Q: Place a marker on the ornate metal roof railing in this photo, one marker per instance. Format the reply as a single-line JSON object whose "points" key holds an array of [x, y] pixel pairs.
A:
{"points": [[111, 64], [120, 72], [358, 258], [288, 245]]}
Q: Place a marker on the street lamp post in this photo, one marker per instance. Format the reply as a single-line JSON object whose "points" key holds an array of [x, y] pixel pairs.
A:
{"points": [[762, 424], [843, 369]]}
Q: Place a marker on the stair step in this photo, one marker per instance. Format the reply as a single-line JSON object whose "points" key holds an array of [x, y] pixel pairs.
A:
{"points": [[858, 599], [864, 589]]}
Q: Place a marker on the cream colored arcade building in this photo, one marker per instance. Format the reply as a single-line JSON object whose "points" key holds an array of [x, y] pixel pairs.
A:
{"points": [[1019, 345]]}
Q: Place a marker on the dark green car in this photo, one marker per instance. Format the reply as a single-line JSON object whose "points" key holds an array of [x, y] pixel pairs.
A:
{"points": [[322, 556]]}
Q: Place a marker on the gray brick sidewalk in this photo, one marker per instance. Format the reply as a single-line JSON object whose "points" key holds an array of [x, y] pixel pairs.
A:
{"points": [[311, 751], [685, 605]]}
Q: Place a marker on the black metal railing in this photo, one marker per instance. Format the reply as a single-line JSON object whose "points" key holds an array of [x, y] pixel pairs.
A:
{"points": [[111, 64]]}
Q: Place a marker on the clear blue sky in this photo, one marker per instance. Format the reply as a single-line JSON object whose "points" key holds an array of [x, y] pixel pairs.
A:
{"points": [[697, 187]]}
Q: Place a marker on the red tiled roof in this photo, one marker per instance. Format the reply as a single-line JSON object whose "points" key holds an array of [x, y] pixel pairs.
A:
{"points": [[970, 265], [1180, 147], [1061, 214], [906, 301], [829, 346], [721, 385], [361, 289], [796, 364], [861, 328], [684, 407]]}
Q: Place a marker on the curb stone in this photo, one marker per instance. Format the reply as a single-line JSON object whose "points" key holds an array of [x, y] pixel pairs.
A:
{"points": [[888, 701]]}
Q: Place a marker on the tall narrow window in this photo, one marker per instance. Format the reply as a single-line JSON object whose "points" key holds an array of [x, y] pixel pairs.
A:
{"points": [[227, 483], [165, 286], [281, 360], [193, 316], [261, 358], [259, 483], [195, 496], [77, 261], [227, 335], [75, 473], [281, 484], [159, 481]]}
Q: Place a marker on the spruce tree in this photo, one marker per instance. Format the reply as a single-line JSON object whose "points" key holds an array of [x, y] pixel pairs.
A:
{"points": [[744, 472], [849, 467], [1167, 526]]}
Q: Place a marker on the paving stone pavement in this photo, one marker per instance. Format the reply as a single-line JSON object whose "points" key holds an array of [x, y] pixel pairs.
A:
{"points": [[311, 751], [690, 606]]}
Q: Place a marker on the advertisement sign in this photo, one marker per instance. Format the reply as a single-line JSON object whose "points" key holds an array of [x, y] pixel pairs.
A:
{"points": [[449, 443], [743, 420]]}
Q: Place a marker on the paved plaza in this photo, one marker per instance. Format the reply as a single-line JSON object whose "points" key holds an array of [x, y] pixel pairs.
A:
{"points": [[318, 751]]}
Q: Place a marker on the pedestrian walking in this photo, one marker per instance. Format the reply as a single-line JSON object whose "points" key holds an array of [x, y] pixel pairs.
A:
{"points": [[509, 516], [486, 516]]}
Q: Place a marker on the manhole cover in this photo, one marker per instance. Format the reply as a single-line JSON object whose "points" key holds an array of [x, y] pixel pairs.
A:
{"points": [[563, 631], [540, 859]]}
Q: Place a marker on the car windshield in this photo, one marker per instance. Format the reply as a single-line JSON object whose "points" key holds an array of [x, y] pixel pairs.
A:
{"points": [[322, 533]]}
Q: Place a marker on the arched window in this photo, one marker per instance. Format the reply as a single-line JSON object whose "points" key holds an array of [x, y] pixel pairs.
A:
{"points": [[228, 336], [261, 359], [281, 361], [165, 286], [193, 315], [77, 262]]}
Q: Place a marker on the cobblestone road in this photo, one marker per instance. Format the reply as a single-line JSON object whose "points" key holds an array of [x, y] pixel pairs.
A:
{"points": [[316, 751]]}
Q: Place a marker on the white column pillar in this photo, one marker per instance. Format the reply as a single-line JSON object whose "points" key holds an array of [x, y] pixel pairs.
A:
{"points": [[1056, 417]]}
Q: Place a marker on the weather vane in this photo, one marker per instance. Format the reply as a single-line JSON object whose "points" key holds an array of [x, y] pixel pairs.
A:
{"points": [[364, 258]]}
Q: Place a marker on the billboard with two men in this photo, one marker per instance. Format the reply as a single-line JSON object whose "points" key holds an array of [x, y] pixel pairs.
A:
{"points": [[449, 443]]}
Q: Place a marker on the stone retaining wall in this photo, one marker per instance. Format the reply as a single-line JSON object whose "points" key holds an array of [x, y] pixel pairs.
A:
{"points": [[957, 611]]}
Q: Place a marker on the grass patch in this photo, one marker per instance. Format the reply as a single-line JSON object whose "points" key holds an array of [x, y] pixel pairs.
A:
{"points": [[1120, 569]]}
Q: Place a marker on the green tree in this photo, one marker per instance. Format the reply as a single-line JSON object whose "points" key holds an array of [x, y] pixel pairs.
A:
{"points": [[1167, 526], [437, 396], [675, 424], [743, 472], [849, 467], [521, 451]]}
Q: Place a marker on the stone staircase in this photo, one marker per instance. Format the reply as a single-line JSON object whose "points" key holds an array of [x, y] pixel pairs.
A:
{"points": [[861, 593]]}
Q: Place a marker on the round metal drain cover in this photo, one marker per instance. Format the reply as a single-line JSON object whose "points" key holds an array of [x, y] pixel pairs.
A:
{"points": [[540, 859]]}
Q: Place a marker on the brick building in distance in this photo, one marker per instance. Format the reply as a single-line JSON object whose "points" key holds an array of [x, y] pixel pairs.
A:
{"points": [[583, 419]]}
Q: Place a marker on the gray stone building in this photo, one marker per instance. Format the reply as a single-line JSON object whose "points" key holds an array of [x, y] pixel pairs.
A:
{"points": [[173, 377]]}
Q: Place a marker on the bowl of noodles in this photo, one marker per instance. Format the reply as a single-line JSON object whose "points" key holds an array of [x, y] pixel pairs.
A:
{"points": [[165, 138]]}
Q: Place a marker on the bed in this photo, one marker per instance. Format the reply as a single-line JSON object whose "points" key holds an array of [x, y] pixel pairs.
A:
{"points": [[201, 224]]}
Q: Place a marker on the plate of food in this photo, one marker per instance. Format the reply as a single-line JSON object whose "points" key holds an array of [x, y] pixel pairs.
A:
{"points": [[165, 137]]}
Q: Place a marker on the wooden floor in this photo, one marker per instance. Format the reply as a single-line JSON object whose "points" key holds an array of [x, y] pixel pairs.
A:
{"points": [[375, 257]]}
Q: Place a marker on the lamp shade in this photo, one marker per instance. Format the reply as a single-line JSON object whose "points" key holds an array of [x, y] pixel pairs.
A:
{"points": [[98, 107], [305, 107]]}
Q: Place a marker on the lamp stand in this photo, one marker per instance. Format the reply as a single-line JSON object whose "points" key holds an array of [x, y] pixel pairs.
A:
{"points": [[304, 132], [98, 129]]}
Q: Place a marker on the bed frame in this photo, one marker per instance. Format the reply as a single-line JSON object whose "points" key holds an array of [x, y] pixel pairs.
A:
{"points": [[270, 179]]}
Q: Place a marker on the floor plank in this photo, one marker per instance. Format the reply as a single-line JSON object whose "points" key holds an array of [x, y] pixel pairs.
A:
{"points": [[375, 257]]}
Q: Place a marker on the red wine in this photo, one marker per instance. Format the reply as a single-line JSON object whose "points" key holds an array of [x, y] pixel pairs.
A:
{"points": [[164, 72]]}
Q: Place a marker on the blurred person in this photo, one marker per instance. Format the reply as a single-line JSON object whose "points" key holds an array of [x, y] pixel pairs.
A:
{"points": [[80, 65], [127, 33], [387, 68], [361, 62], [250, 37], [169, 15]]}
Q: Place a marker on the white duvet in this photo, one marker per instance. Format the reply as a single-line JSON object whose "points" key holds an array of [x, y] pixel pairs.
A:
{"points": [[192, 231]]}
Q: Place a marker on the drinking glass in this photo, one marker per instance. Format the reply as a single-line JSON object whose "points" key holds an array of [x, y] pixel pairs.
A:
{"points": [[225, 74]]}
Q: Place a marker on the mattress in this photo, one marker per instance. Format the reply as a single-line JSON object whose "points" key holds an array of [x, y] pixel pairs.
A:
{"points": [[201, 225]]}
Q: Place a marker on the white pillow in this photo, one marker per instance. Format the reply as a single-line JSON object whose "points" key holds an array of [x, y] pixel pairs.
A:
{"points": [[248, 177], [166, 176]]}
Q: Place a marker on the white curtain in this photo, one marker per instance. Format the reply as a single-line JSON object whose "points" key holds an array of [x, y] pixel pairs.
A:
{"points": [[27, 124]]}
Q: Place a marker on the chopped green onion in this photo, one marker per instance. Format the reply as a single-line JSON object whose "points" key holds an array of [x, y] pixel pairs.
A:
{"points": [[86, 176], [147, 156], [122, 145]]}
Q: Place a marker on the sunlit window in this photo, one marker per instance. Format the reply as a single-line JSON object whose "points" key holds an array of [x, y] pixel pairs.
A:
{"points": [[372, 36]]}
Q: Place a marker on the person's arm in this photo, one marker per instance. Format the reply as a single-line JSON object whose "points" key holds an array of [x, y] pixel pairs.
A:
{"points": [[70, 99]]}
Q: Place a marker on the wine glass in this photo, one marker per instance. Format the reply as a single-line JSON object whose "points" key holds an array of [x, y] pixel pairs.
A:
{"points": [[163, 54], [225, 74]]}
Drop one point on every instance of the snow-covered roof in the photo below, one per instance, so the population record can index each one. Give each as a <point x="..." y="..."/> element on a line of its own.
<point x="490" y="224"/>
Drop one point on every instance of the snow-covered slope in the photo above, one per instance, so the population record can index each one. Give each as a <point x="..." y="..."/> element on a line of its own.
----------
_Aim of the task_:
Every line above that carries the string "lamp" should be copied.

_Solution for this problem_:
Q: Place a marker on the street lamp post in this photo, one marker per instance. Format the reply as a single-line JSON object whose "points" key holds an array of [x, y] pixel pairs.
Q: Place a marker on the lamp shade in this photo, one marker per instance. Format the reply as a single-line JSON object whose "points" key holds an array of [x, y] pixel pairs.
Q: Place a marker on the lamp stand in this photo, one marker per instance. Format the reply as a single-line JSON object whose "points" key holds an array of [x, y] pixel pairs.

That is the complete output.